[A block of data]
- - -
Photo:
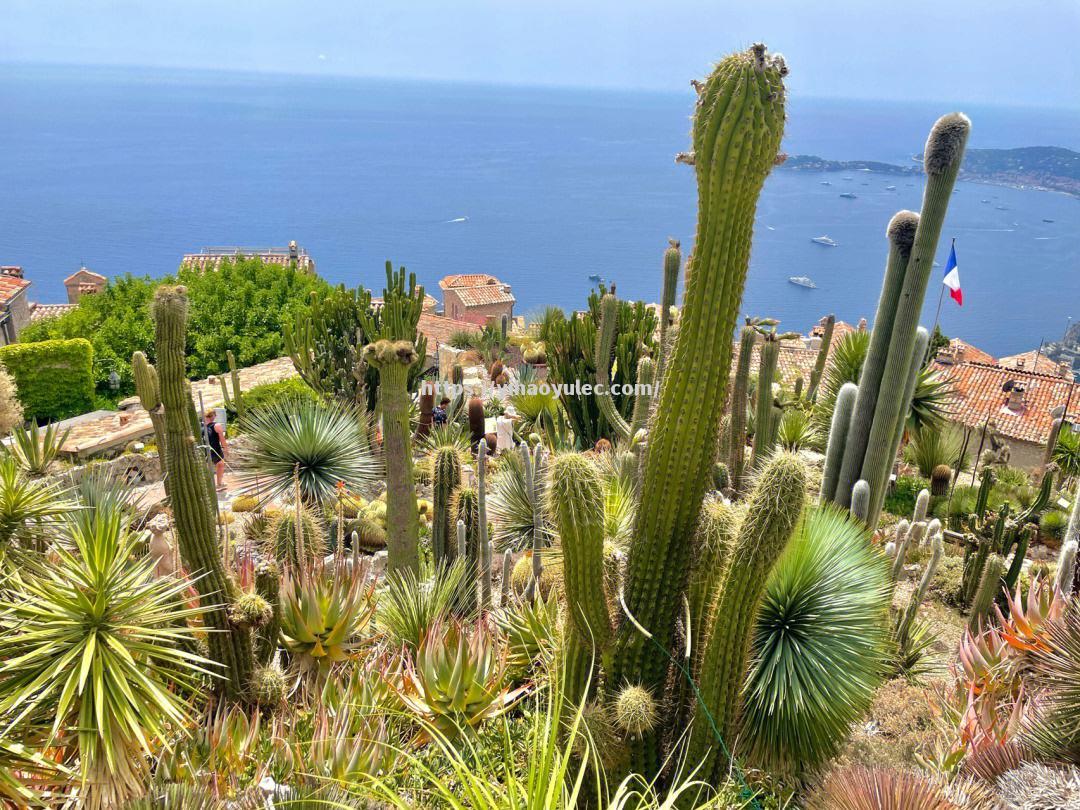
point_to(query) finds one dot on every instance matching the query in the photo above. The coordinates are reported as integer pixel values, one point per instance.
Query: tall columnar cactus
(989, 586)
(765, 414)
(737, 131)
(647, 379)
(901, 235)
(446, 477)
(483, 547)
(772, 511)
(837, 439)
(943, 154)
(673, 260)
(576, 504)
(861, 500)
(602, 359)
(740, 395)
(819, 365)
(193, 511)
- - -
**Aim of the exercise**
Reproduce every line of the data above except the picture, keeping all the text lines unchanged. Multiply each point coordinate in the answers by 1.45 and round it to a whole number, with halves rounded up.

**Solution below**
Photo:
point_to(query) finds one dot on every instance matching the query in the photo above. The coordinates are reported as integer pixel values, one point per instance.
Query: tall columnar cactus
(1434, 850)
(1109, 600)
(1069, 190)
(938, 550)
(1306, 341)
(647, 692)
(700, 793)
(1119, 741)
(1214, 637)
(1367, 223)
(976, 377)
(835, 731)
(1248, 725)
(873, 521)
(1073, 573)
(1188, 529)
(280, 741)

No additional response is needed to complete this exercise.